====== Extracted data ======

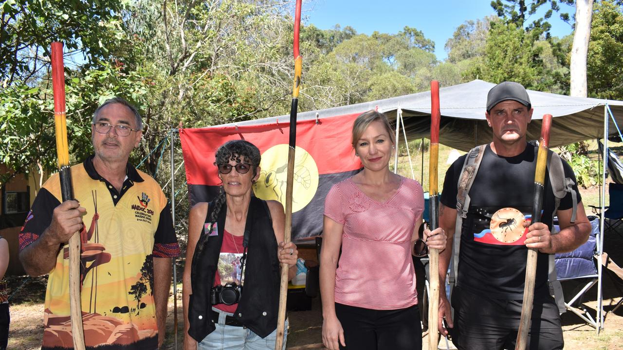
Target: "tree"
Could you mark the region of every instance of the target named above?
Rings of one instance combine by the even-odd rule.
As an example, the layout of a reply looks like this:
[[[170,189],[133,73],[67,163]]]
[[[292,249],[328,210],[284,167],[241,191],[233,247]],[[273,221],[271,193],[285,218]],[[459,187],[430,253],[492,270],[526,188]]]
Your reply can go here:
[[[472,74],[480,73],[493,83],[513,80],[532,87],[536,78],[533,42],[523,28],[513,23],[492,23],[483,65]]]
[[[128,295],[133,295],[134,300],[136,301],[137,313],[141,308],[141,299],[143,298],[143,296],[147,294],[148,285],[150,286],[150,295],[153,295],[153,255],[150,254],[145,257],[145,261],[143,262],[143,266],[141,267],[140,278],[136,281],[136,283],[130,286],[130,291],[128,292]]]
[[[574,2],[573,0],[561,0],[561,2],[569,5],[573,5]],[[528,3],[525,0],[505,0],[505,2],[506,3],[503,2],[502,0],[491,1],[491,7],[497,12],[498,17],[503,18],[507,24],[514,23],[518,27],[525,28],[535,39],[538,39],[541,34],[544,34],[546,39],[549,38],[551,25],[547,20],[551,17],[554,11],[560,11],[560,7],[556,0],[534,0]],[[545,12],[543,17],[538,18],[526,26],[526,15],[530,17],[535,14],[541,6],[548,2],[550,4],[550,8]],[[568,22],[569,14],[561,13],[560,18]]]
[[[467,21],[457,27],[444,46],[448,53],[448,60],[457,63],[484,56],[490,22],[497,19],[494,16],[485,17],[482,20]]]
[[[88,115],[93,111],[91,103],[101,95],[87,92],[115,90],[113,81],[119,83],[128,77],[121,67],[131,65],[134,59],[122,26],[130,8],[123,0],[9,0],[2,3],[0,138],[5,146],[0,149],[0,158],[9,173],[0,174],[0,182],[27,173],[34,166],[40,171],[55,168],[55,154],[49,151],[54,145],[49,57],[54,40],[63,41],[65,47],[67,128],[72,160],[88,149],[84,146],[90,127]],[[85,59],[88,63],[84,63]],[[109,80],[112,75],[116,77]],[[137,90],[138,85],[134,85]]]
[[[623,100],[623,4],[602,1],[594,7],[587,73],[589,96]]]
[[[576,1],[576,25],[571,60],[571,95],[586,97],[586,57],[591,39],[593,0]]]

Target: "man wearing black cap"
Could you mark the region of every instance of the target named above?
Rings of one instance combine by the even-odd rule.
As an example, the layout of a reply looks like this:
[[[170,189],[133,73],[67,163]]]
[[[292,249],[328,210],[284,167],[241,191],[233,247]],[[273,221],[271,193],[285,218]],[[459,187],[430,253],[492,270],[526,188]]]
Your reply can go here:
[[[587,239],[591,225],[574,184],[577,213],[573,212],[573,196],[567,193],[556,212],[561,231],[550,234],[556,204],[547,176],[543,222],[530,224],[537,148],[526,141],[526,130],[532,113],[530,97],[521,84],[504,82],[495,86],[487,95],[485,115],[493,141],[479,148],[475,157],[480,159],[477,173],[463,171],[464,164],[474,162],[466,162],[468,154],[459,158],[446,173],[439,207],[440,225],[448,234],[447,248],[439,259],[442,286],[454,240],[459,242],[454,245],[459,250],[451,298],[454,313],[441,293],[439,318],[445,318],[448,328],[440,322],[439,329],[444,335],[449,331],[460,349],[515,348],[528,248],[539,250],[529,348],[551,350],[564,346],[558,308],[548,288],[548,254],[579,247]],[[564,161],[563,164],[564,176],[575,184],[571,167]],[[473,179],[468,189],[465,187],[467,178]],[[466,189],[467,194],[462,194],[460,190]],[[455,227],[457,208],[465,213],[460,227]]]

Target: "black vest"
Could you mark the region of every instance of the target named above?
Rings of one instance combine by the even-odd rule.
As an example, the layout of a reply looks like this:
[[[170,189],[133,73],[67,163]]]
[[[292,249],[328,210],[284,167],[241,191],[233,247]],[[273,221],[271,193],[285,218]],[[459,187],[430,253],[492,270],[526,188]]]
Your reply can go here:
[[[201,232],[191,269],[193,294],[190,295],[188,334],[197,342],[216,328],[210,315],[210,290],[214,285],[219,255],[223,242],[227,208],[219,213],[218,235],[204,237]],[[214,210],[209,204],[206,221]],[[272,228],[272,220],[266,202],[251,197],[247,214],[245,230],[249,231],[248,250],[244,268],[242,296],[234,316],[254,333],[265,338],[277,328],[279,304],[280,270],[277,258],[277,242]],[[204,240],[207,240],[206,242]],[[203,242],[203,250],[199,252]]]

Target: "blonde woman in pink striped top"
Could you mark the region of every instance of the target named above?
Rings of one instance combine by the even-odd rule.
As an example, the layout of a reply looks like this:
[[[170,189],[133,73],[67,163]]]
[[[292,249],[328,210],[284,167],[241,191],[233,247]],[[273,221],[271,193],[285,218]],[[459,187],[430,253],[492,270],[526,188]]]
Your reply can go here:
[[[419,237],[422,186],[389,171],[394,147],[384,115],[358,116],[353,148],[363,170],[335,184],[325,199],[320,288],[330,350],[422,348],[411,254],[443,249],[446,237],[441,229]]]

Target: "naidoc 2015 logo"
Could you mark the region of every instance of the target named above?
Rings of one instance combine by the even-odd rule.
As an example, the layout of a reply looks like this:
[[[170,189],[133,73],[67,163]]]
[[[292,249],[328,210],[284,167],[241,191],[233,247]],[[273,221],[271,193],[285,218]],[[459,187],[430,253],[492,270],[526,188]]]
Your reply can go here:
[[[154,211],[147,209],[151,199],[144,192],[141,193],[141,197],[137,196],[136,199],[138,199],[138,204],[132,204],[132,210],[134,210],[134,216],[136,218],[136,221],[151,224],[151,217],[154,215]]]
[[[287,144],[277,144],[262,154],[260,177],[253,185],[258,197],[278,201],[285,207],[285,187],[288,173]],[[318,189],[318,166],[313,158],[302,147],[297,146],[294,158],[294,182],[292,186],[292,212],[305,207]]]

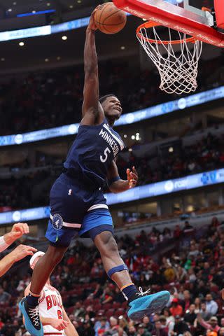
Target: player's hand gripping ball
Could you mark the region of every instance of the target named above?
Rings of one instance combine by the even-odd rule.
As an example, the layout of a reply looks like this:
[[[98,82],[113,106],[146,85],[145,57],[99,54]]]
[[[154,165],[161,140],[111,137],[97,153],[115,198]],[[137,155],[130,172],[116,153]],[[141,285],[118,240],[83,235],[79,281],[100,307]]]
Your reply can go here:
[[[97,29],[105,34],[118,33],[127,22],[125,13],[113,2],[99,5],[94,13],[94,21]]]

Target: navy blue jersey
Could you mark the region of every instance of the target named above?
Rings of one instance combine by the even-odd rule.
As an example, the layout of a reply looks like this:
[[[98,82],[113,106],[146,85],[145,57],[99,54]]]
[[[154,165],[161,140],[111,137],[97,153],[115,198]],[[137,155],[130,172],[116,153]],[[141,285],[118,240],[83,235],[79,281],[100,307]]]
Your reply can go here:
[[[124,147],[120,136],[106,120],[97,126],[80,125],[64,167],[80,182],[102,187],[108,167]]]

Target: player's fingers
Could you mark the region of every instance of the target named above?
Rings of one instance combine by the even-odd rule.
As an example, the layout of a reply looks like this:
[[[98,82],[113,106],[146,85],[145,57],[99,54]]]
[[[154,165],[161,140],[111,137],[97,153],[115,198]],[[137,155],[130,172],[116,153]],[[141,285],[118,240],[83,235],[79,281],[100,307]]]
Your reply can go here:
[[[34,252],[31,252],[31,251],[27,251],[26,252],[27,255],[34,255]]]
[[[20,231],[15,231],[14,232],[11,232],[12,237],[15,239],[20,238],[20,237],[22,236],[22,233]]]
[[[29,251],[31,252],[36,252],[37,249],[35,248],[35,247],[33,246],[29,246],[29,245],[24,245],[25,248],[27,248],[27,251]]]
[[[136,181],[136,180],[134,180],[134,179],[130,180],[130,185],[129,185],[130,189],[131,189],[132,188],[135,187],[136,185],[136,183],[137,183],[137,181]]]
[[[15,224],[13,226],[12,232],[21,232],[23,234],[24,232],[24,229],[23,227],[23,223],[18,223],[17,224]]]
[[[138,172],[137,172],[137,171],[136,170],[134,166],[132,167],[132,172],[133,172],[134,174],[135,174],[136,176],[138,176]]]
[[[65,328],[67,328],[68,324],[69,324],[69,323],[68,323],[66,321],[63,321],[63,327],[64,327],[64,329]]]
[[[132,179],[134,179],[134,180],[137,180],[138,179],[138,176],[134,174],[134,173],[131,173],[131,177],[132,177]]]
[[[27,234],[29,232],[29,228],[28,224],[27,224],[26,223],[24,225],[24,229],[25,234]]]

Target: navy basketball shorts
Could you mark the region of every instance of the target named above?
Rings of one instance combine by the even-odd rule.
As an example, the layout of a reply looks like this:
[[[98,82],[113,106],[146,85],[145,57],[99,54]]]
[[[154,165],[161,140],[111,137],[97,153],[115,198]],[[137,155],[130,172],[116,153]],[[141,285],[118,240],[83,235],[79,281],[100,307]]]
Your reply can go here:
[[[94,237],[113,225],[101,190],[91,190],[62,174],[50,195],[50,218],[46,237],[53,246],[69,246],[75,237]],[[92,233],[94,232],[94,233]],[[93,236],[94,235],[94,236]]]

======

* [Task prompt] Copy, character for character, the lines from the line that holds "Target: player's fingers" through the final line of the records above.

* [Solution]
Target: player's fingers
Could you mark the region of every instance of the target named above?
Rings of one instance combine by the even-odd rule.
As an example, the layout of a reply looks like this:
[[[98,82],[113,106],[146,85],[145,57],[99,54]]]
[[[154,165],[161,140],[111,137],[97,153],[115,198]],[[137,155],[130,172],[116,153]],[[141,285],[118,240],[83,235],[79,281],[100,307]]]
Your reply can go here:
[[[34,252],[31,252],[31,251],[27,251],[26,252],[27,255],[34,255]]]
[[[20,231],[15,231],[14,232],[11,232],[12,237],[15,239],[20,238],[20,237],[22,236],[22,233]]]
[[[29,251],[31,252],[36,252],[37,249],[35,248],[35,247],[33,246],[29,246],[29,245],[24,245],[25,248],[27,248],[27,251]]]
[[[136,181],[136,180],[134,180],[134,179],[130,180],[130,185],[129,185],[130,189],[131,189],[132,188],[135,187],[136,185],[136,183],[137,183],[137,181]]]
[[[15,224],[13,226],[12,232],[21,232],[23,234],[24,232],[24,229],[23,227],[23,223],[18,223],[17,224]]]
[[[138,172],[137,172],[137,171],[136,170],[134,166],[132,167],[132,172],[133,172],[134,174],[135,174],[136,176],[138,176]]]
[[[65,328],[67,328],[68,324],[69,324],[69,323],[68,323],[66,321],[63,321],[63,327],[64,327],[64,329]]]
[[[132,179],[134,179],[134,180],[137,180],[138,179],[138,176],[134,174],[134,173],[131,173],[131,177],[132,177]]]
[[[27,234],[29,232],[29,228],[28,224],[27,224],[26,223],[24,225],[24,229],[25,234]]]

Target: navy basketball shorts
Could you mark the region of every instance of the target named above?
Rings of one instance combine by the even-odd rule.
As an example, the layout of a reply looks like this:
[[[98,82],[113,106],[146,85],[145,57],[99,54]]]
[[[154,165],[161,140],[111,137],[97,153],[115,198]],[[137,155],[130,172],[116,153]],[[141,285],[118,240],[83,235],[79,281],[100,307]]]
Your reply can go here:
[[[94,237],[113,225],[101,190],[91,190],[62,174],[50,195],[50,218],[46,237],[53,246],[69,246],[75,237]],[[92,233],[94,232],[94,233]],[[93,236],[94,235],[94,236]]]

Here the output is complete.